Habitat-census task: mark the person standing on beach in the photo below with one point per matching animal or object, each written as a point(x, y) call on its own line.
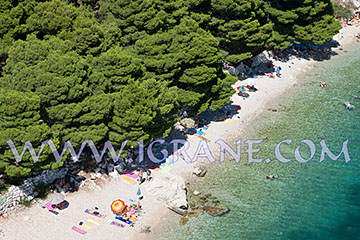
point(278, 71)
point(141, 178)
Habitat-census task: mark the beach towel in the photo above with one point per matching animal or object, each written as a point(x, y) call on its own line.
point(131, 175)
point(204, 138)
point(93, 222)
point(54, 212)
point(117, 224)
point(123, 220)
point(165, 169)
point(86, 226)
point(76, 229)
point(64, 204)
point(128, 179)
point(95, 213)
point(152, 166)
point(48, 206)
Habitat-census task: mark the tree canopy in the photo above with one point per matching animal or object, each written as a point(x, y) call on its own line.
point(123, 70)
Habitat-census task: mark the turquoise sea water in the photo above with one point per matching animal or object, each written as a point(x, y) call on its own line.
point(309, 201)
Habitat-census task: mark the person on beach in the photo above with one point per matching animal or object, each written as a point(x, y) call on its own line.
point(148, 175)
point(278, 71)
point(141, 178)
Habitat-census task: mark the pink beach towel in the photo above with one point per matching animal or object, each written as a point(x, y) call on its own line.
point(82, 232)
point(48, 206)
point(132, 175)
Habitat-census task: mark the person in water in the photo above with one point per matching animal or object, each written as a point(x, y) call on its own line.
point(348, 105)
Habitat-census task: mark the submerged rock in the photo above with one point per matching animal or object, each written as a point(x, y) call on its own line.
point(177, 210)
point(216, 211)
point(196, 193)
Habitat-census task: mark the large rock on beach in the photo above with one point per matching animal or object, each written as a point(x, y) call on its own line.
point(199, 171)
point(171, 189)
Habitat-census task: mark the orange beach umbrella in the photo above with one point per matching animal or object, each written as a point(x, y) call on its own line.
point(117, 206)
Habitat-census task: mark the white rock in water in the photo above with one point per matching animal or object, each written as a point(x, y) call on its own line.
point(196, 193)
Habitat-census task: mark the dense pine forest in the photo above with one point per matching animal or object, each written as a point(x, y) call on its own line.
point(119, 69)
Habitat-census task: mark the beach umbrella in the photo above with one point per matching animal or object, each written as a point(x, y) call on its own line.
point(187, 122)
point(117, 206)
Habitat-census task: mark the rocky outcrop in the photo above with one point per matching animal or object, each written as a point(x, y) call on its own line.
point(199, 171)
point(172, 190)
point(17, 194)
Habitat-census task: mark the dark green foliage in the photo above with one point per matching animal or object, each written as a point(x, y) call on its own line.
point(122, 70)
point(342, 12)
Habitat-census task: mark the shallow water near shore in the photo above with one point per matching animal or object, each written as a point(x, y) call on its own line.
point(309, 201)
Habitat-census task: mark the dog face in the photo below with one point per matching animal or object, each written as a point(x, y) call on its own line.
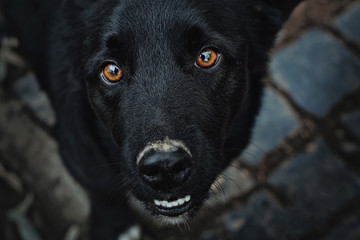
point(171, 81)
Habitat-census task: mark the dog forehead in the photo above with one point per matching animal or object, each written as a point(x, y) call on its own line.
point(155, 15)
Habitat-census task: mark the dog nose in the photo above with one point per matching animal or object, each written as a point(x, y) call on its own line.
point(165, 170)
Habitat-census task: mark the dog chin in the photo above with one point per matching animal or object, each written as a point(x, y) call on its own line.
point(158, 219)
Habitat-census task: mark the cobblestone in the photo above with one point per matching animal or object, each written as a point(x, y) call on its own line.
point(300, 176)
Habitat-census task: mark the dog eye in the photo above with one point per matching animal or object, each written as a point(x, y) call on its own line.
point(112, 73)
point(207, 58)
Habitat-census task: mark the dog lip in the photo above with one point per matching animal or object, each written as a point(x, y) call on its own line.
point(173, 204)
point(173, 208)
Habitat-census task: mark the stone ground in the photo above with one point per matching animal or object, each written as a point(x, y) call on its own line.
point(300, 176)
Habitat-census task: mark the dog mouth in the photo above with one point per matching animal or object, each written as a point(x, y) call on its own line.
point(173, 207)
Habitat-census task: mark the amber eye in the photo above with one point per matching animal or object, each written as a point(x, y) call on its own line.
point(207, 58)
point(112, 73)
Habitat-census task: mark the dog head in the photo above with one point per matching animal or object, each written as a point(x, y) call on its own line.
point(176, 83)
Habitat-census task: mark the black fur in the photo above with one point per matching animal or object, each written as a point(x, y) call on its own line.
point(102, 126)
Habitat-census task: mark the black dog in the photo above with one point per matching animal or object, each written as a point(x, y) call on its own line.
point(154, 98)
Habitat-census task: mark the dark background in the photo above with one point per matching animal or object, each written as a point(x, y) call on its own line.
point(298, 179)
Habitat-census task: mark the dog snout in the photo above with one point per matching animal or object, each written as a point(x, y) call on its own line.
point(165, 170)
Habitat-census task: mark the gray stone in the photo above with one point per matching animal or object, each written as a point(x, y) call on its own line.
point(349, 23)
point(313, 180)
point(316, 70)
point(350, 230)
point(274, 123)
point(317, 182)
point(29, 92)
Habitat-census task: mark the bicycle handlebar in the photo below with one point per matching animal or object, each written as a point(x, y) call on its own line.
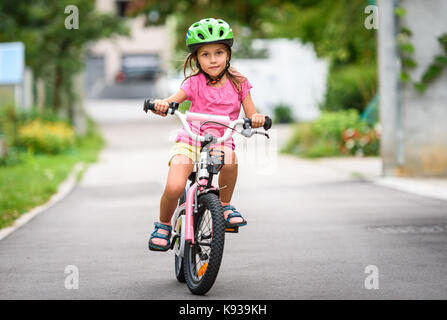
point(173, 106)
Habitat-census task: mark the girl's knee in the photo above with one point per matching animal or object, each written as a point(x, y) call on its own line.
point(174, 190)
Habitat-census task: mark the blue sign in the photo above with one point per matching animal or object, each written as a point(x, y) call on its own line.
point(12, 62)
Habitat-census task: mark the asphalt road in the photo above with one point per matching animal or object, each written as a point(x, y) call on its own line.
point(312, 231)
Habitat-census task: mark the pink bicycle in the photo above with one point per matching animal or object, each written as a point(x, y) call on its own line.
point(198, 222)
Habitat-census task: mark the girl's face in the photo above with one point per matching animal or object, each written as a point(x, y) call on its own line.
point(213, 58)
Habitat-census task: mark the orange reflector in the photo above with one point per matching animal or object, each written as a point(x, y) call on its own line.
point(202, 269)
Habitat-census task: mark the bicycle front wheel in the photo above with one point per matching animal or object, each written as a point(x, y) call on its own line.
point(202, 259)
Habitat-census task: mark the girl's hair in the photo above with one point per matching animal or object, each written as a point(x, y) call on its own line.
point(191, 62)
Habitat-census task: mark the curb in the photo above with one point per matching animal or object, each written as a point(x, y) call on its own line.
point(63, 190)
point(420, 188)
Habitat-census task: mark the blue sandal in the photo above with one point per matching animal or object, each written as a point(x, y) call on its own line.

────────────────

| Directions for this task |
All of the records need repeating exactly, except for the pictures.

| Solution below |
Habitat-census task: mark the person standing on beach in the photo below with one point per matching animal or object, each written as a point(x, y) call on its own line.
point(278, 71)
point(141, 178)
Habitat-census task: mark the beach towel in the photo above with one point per matching animal or object, each written as a point(x, y) call on its own line.
point(131, 175)
point(204, 138)
point(93, 222)
point(54, 212)
point(117, 224)
point(123, 220)
point(165, 169)
point(86, 226)
point(76, 229)
point(64, 204)
point(128, 179)
point(95, 213)
point(152, 166)
point(48, 206)
Habitat-census task: mark the tree canopy in the photo above with one point per matching animal or object, each written as a point(x, y) call on its own line.
point(123, 70)
Habitat-census task: mark the turquoise sea water in the photo above with one point per matching animal or object, each written as a point(x, y) call on its own line.
point(309, 201)
Habitat-census task: mark the person on beach in the photo above with one point per matching animal or object, each written as a point(x, y) call on its own line.
point(148, 175)
point(278, 71)
point(141, 178)
Habitat-census task: mark the pink beach towel in the photo above with one point per matching animal or object, each written as a point(x, y) call on its own line.
point(82, 232)
point(48, 206)
point(132, 175)
Habitat-census task: mark the person in water in the photo above with one point per matching animal or object, each written as a point(x, y) call on its own line.
point(348, 105)
Habitat-census task: mark the submerged rock in the photo above with one point per matching animal or object, each written as a point(x, y) call on its own line.
point(177, 210)
point(216, 211)
point(196, 193)
Habitat-census task: mark the large rock on beach in the photo above with one point per matching animal or object, each written as a point(x, y) call on its own line.
point(199, 171)
point(171, 189)
Habitat-census task: mark the orange beach umbrella in the photo above with one point per matching animal or object, each written as a point(x, y) call on its own line.
point(117, 206)
Habitat-census task: mark the white rock in water in the photo above with one point per matching animal or object, each written as a point(x, y) call on its own line.
point(196, 193)
Habitat-census task: mark the dense pine forest in the photo above with one point per matching animal or object, each written as a point(x, y) call on its own line.
point(119, 69)
Habitat-census task: mark the beach umbrella in the photo above with one point per matching animal or object, each written as a point(x, y) call on its own line.
point(187, 122)
point(117, 206)
Habitat-census task: mark the rocky outcrop in the photo above with one point per matching animal or object, each written as a point(x, y) call on its own line.
point(199, 171)
point(172, 190)
point(17, 194)
Habitat-census task: mark the dark green foliage in the photo above with one point per matching animal or object, each written as a point(x, y) call on its own line.
point(122, 70)
point(342, 12)
Habitat-census task: mark the shallow water near shore in the photo above with one point per matching animal or object, each written as a point(x, y) call on its own line.
point(309, 201)
Habitat-census task: mark the dog face in the photo below with one point per matching animal or object, each written as a point(x, y) call on its own line.
point(171, 81)
Habitat-census task: mark the dog forehead in the photo above with one point per matching animal or object, each written as a point(x, y) call on its own line.
point(155, 15)
Habitat-census task: mark the dog nose in the photo above with one point per matching animal or object, each written as a point(x, y) call on its own line.
point(165, 170)
Habitat-census task: mark the dog chin in the photo above with one point per matching animal or object, each written as a point(x, y) call on its own line.
point(158, 219)
Habitat-census task: mark the cobblestone in the photo above with one point per matching animal or object, each written as a point(x, y) call on its own line.
point(300, 176)
Habitat-census task: mark the dog eye in the photo above with one point per matching animal or object, each written as a point(x, y) call on its own line.
point(112, 73)
point(207, 58)
Habitat-census task: mark the dog lip in the photo above with one point per matching animal or object, each written as a point(x, y) call on its own line.
point(173, 204)
point(173, 208)
Habitat-census task: mark the stone ground in the photo above with one point per matching animal or object, each written as a point(x, y) call on its own line.
point(300, 176)
Habitat-census task: mark the dog mouth in the photo above with one point per matching animal or object, each written as a point(x, y) call on its own line.
point(173, 207)
Habitat-census task: mark the amber eye in the photo above with one point per matching animal or object, each written as a point(x, y) call on its own line.
point(207, 58)
point(112, 73)
Habitat-census task: mark the dog head in the photo above with one point per matching animal or object, each written as a point(x, y) call on its own line.
point(176, 83)
Habitat-census task: mark the black fur in the photo above with one point per matching animal or object, each written as a point(x, y) call on its own line.
point(102, 126)
Habitat-census task: mark the black dog in the photo above with one point per matching animal or object, each written as a point(x, y) call on its own line.
point(154, 98)
Habitat-census task: mark the dark background in the photo above with one point per matching animal or object, each written as a point(x, y) call on its own line.
point(298, 179)
Habitat-census task: mark the dog snout in the photo above with one point per matching animal or object, each written as a point(x, y) call on its own line.
point(165, 170)
Habitat-census task: mark the gray stone in the photo above with one point per matching animal or object, each written as a point(x, y) call on its own line.
point(349, 23)
point(313, 180)
point(316, 70)
point(350, 230)
point(274, 123)
point(317, 182)
point(29, 92)
Habitat-census task: mark the bicycle handlebar in the photo below with one point per matching animal or object, each written as a point(x, y) call on its own line.
point(173, 106)
Habitat-census task: mark the girl's knee in the photo above with one point per matching animal or object, each written as a point(x, y) call on its own line.
point(174, 190)
Habitat-census task: mark the blue sign in the photo above with one point per matching animal or object, each written as a point(x, y) call on its own line.
point(12, 62)
Habitat-census task: mark the asphalt road in the photo above with one point per matching animal or object, each written as a point(x, y) call on its own line.
point(312, 231)
Habitat-census task: mark the pink bicycle in the photo above with one point per matching animal or object, each written as a point(x, y) call on its own line.
point(198, 222)
Habitat-census task: mark the girl's face in the photo above with one point per matching animal or object, each written as a point(x, y) call on its own line.
point(213, 58)
Habitat-census task: mark the orange reflector in the photo above with one point per matching animal or object, each written as a point(x, y) call on its own line.
point(202, 269)
Habitat-census task: mark the bicycle front wheel in the photo above with one point per matching animal or object, each written as a point(x, y) call on its own line.
point(202, 259)
Habitat-census task: mark the girl's hair in the photo above with one point per matching animal or object, each written as a point(x, y) call on its own line.
point(191, 62)
Habitat-census task: mark the curb in the photo above with one point per matching animal or object, each written as a point(x, y) call on its own line.
point(63, 190)
point(420, 188)
Habitat-census task: mark the blue sandal in the photo above with one point per matching animal or object, each written as a point(x, y) call on its own line.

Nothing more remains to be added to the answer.